#### ASSIGNMENT
Using the listing below, copy exactly each line from the one that has "Pin the heron" through the one that has "Target: cut apple surface"; omit the pictures.

========

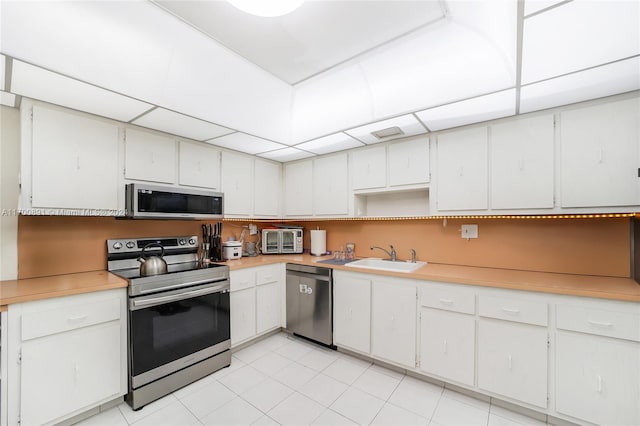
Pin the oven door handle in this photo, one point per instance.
(180, 296)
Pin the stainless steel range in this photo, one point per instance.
(179, 322)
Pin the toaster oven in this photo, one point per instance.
(279, 241)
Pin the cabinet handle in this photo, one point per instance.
(600, 324)
(78, 318)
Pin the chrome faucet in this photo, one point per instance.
(391, 254)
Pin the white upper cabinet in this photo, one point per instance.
(369, 168)
(199, 165)
(150, 157)
(408, 162)
(237, 184)
(266, 188)
(73, 161)
(599, 155)
(462, 167)
(298, 182)
(522, 163)
(331, 185)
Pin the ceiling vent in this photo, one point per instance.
(388, 132)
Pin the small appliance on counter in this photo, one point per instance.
(282, 240)
(232, 250)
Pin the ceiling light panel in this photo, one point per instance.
(611, 79)
(475, 110)
(331, 143)
(579, 35)
(181, 125)
(245, 143)
(8, 99)
(408, 124)
(37, 83)
(286, 154)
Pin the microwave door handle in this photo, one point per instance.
(152, 301)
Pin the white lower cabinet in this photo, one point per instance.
(512, 360)
(66, 356)
(447, 345)
(597, 379)
(352, 311)
(393, 321)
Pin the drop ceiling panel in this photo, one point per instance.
(331, 143)
(181, 125)
(37, 83)
(611, 79)
(8, 99)
(578, 35)
(316, 36)
(482, 108)
(245, 143)
(408, 124)
(286, 154)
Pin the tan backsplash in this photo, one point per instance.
(52, 245)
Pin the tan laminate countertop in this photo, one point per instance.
(27, 290)
(625, 289)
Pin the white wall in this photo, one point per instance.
(9, 169)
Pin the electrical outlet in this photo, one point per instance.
(469, 231)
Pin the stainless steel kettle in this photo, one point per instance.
(152, 265)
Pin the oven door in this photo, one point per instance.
(172, 330)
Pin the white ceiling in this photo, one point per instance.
(322, 78)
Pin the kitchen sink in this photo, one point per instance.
(386, 265)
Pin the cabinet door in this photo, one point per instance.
(330, 185)
(237, 184)
(447, 345)
(298, 183)
(522, 166)
(600, 155)
(74, 161)
(352, 312)
(268, 312)
(512, 360)
(462, 170)
(409, 162)
(369, 167)
(266, 186)
(597, 379)
(150, 157)
(199, 165)
(243, 315)
(393, 322)
(66, 372)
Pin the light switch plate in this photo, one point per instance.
(469, 231)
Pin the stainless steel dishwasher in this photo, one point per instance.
(310, 303)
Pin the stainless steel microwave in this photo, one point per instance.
(285, 240)
(166, 202)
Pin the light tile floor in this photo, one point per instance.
(288, 381)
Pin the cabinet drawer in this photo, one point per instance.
(244, 278)
(70, 317)
(268, 274)
(450, 298)
(513, 310)
(621, 325)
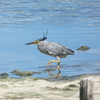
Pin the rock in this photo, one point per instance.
(83, 48)
(23, 73)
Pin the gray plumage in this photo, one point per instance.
(54, 49)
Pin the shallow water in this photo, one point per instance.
(72, 23)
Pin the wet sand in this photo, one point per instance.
(30, 88)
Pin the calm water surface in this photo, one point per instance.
(72, 23)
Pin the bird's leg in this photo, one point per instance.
(58, 74)
(53, 61)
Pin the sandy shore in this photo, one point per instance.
(45, 88)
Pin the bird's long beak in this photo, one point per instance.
(30, 43)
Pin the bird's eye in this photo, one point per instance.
(36, 41)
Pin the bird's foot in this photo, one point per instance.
(52, 61)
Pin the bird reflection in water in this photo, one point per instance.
(57, 69)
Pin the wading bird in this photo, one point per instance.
(51, 48)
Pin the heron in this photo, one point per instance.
(51, 48)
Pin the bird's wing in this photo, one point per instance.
(55, 48)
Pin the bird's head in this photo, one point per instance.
(38, 40)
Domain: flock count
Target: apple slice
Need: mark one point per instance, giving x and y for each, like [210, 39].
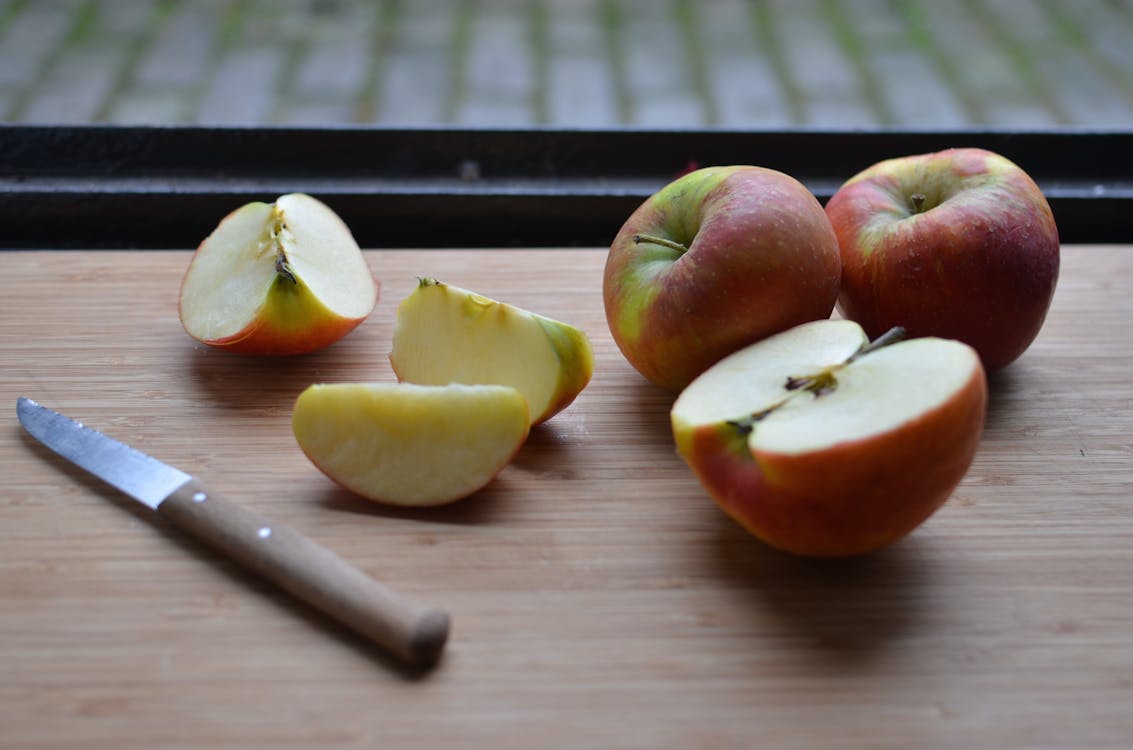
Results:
[277, 279]
[406, 444]
[448, 334]
[823, 444]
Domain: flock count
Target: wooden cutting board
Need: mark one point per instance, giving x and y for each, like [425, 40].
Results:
[599, 599]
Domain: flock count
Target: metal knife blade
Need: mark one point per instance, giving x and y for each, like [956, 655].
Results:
[282, 555]
[142, 477]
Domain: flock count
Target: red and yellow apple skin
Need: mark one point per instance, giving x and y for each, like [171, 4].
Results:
[845, 460]
[290, 322]
[977, 261]
[760, 257]
[277, 279]
[835, 503]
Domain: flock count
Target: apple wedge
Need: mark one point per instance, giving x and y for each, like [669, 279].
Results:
[406, 444]
[821, 443]
[277, 279]
[448, 334]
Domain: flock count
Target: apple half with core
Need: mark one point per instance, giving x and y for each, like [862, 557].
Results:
[960, 244]
[414, 445]
[823, 443]
[448, 334]
[717, 260]
[277, 279]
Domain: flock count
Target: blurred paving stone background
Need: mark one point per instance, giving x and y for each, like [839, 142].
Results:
[591, 64]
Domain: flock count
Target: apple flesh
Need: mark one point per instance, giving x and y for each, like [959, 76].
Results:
[410, 445]
[448, 334]
[959, 244]
[717, 260]
[823, 444]
[277, 279]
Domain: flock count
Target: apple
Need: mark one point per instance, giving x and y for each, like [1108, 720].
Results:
[716, 260]
[411, 445]
[449, 334]
[821, 443]
[277, 279]
[960, 244]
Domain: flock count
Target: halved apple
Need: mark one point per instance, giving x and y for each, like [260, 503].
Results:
[824, 444]
[407, 444]
[277, 279]
[448, 334]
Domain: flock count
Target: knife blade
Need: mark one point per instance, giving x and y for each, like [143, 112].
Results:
[296, 563]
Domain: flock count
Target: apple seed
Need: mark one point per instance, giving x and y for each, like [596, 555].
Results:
[659, 240]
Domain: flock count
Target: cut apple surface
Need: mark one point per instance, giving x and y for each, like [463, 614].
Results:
[824, 444]
[277, 279]
[448, 334]
[407, 444]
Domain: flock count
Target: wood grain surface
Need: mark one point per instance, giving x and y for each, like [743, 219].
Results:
[599, 599]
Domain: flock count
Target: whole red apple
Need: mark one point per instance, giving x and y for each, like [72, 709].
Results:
[718, 258]
[959, 244]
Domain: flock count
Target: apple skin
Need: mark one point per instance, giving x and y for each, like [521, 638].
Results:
[842, 497]
[289, 318]
[979, 263]
[290, 322]
[761, 257]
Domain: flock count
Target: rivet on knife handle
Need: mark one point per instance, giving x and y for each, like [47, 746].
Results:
[311, 572]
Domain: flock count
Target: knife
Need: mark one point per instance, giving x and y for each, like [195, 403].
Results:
[296, 563]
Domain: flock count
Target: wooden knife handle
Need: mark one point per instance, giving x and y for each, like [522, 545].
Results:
[312, 572]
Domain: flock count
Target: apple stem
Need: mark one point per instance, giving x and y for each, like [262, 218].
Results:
[659, 240]
[283, 269]
[893, 335]
[818, 385]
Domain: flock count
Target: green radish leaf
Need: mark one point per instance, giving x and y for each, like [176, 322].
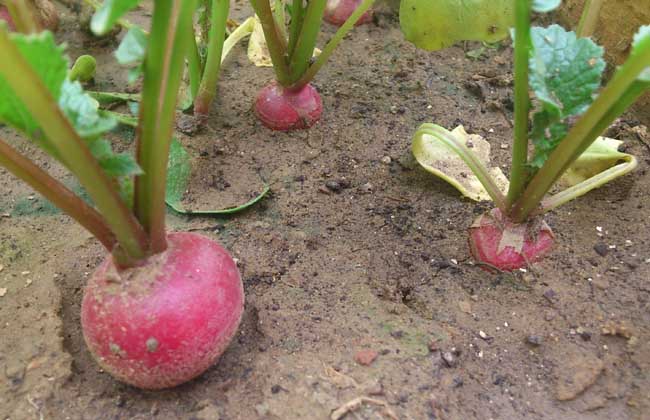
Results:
[133, 47]
[131, 52]
[434, 25]
[565, 73]
[643, 35]
[178, 176]
[544, 6]
[82, 111]
[109, 13]
[83, 69]
[48, 61]
[51, 65]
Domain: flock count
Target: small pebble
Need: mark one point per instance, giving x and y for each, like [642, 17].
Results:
[534, 340]
[365, 357]
[601, 249]
[449, 359]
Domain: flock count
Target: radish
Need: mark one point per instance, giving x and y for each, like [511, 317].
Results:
[163, 323]
[283, 110]
[291, 102]
[564, 72]
[498, 242]
[338, 11]
[162, 307]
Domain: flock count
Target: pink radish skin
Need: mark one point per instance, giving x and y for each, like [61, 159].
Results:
[338, 11]
[486, 235]
[167, 321]
[4, 15]
[281, 109]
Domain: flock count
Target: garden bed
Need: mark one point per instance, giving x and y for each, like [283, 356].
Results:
[356, 253]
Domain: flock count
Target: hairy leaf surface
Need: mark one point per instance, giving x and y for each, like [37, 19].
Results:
[565, 73]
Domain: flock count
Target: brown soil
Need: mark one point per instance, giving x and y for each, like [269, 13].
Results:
[365, 292]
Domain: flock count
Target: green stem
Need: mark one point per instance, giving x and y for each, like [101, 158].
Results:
[27, 85]
[280, 18]
[57, 193]
[171, 29]
[331, 46]
[518, 172]
[107, 98]
[242, 31]
[194, 65]
[589, 18]
[470, 159]
[275, 43]
[120, 118]
[297, 18]
[24, 16]
[601, 113]
[304, 46]
[208, 87]
[584, 187]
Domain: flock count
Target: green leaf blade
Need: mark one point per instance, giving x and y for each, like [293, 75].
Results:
[133, 47]
[565, 74]
[49, 63]
[434, 25]
[642, 37]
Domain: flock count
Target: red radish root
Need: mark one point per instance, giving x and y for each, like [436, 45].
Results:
[282, 109]
[338, 11]
[500, 243]
[167, 321]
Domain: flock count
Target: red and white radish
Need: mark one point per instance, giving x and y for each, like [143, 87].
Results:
[168, 320]
[502, 244]
[283, 109]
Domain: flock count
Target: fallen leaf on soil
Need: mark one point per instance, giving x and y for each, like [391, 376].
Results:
[576, 375]
[365, 357]
[621, 329]
[339, 379]
[601, 156]
[465, 306]
[356, 403]
[258, 52]
[437, 157]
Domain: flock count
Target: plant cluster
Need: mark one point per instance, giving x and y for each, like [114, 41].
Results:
[145, 303]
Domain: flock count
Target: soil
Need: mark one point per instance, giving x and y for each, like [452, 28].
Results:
[361, 296]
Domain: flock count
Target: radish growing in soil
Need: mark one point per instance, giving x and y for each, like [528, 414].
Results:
[564, 72]
[162, 306]
[291, 102]
[338, 11]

========

#### EXERCISE RESULT
Pin the heron in this photo, one point per instance.
(51, 48)
Pin the bird's wing in this photo, one point per instance.
(55, 48)
Pin the bird's head in this photo, one point per instance.
(38, 40)
Domain: flock count
Target: apple slice
Need: mark one point per instance, giving x and y for each, like [210, 39].
Results:
[277, 279]
[406, 444]
[448, 334]
[823, 444]
Domain: flock count
Target: wooden cutting board
Need: mark one point per instance, giving x and y for each, like [425, 40].
Results:
[599, 599]
Domain: flock count
Target: metal knife blade
Need: mark one point per instance, giving x and y for each, like [956, 655].
Results:
[282, 555]
[142, 477]
Domain: flock count
Target: red and yellow apple skin
Need: mark one point per instance, giving x and y for each, like [171, 4].
Results:
[845, 460]
[290, 322]
[977, 261]
[760, 257]
[277, 279]
[835, 503]
Domain: flock count
Target: apple wedge
Need: mark one point per instance, giving x and y for each, like [669, 279].
Results:
[406, 444]
[821, 443]
[277, 279]
[448, 334]
Domain: flock count
Target: apple half with core
Need: mark one point per instance, giving x and y for each, like [862, 557].
Results:
[960, 244]
[414, 445]
[823, 443]
[448, 334]
[717, 260]
[277, 279]
Domain: flock count
Target: blurred paving stone background
Need: mark one point per instance, giving x and y for each, like [839, 142].
Results:
[591, 64]
Domain: flock count
Target: apple flesh
Need: mark one point per instance, giving x and y for each, like [959, 76].
Results:
[410, 445]
[448, 334]
[959, 244]
[717, 260]
[823, 444]
[277, 279]
Domain: flock count
Target: apple
Need: mark one point per instance, giving x and y for each, like [1108, 720].
Results:
[716, 260]
[411, 445]
[449, 334]
[821, 443]
[277, 279]
[960, 244]
Domain: flock count
Target: halved apple
Need: mark one point per instance, giving x and y for each, like [260, 503].
Results:
[824, 444]
[407, 444]
[277, 279]
[448, 334]
Domain: flock count
Target: knife blade
Need: mark one point per instance, giving x and y for each, like [143, 112].
Results:
[296, 563]
Domain: flock count
Target: apple seed
Need: mark one point per instance, giving x and y for each, like [596, 555].
Results:
[659, 240]
Domain: flock count
Target: cut apple surface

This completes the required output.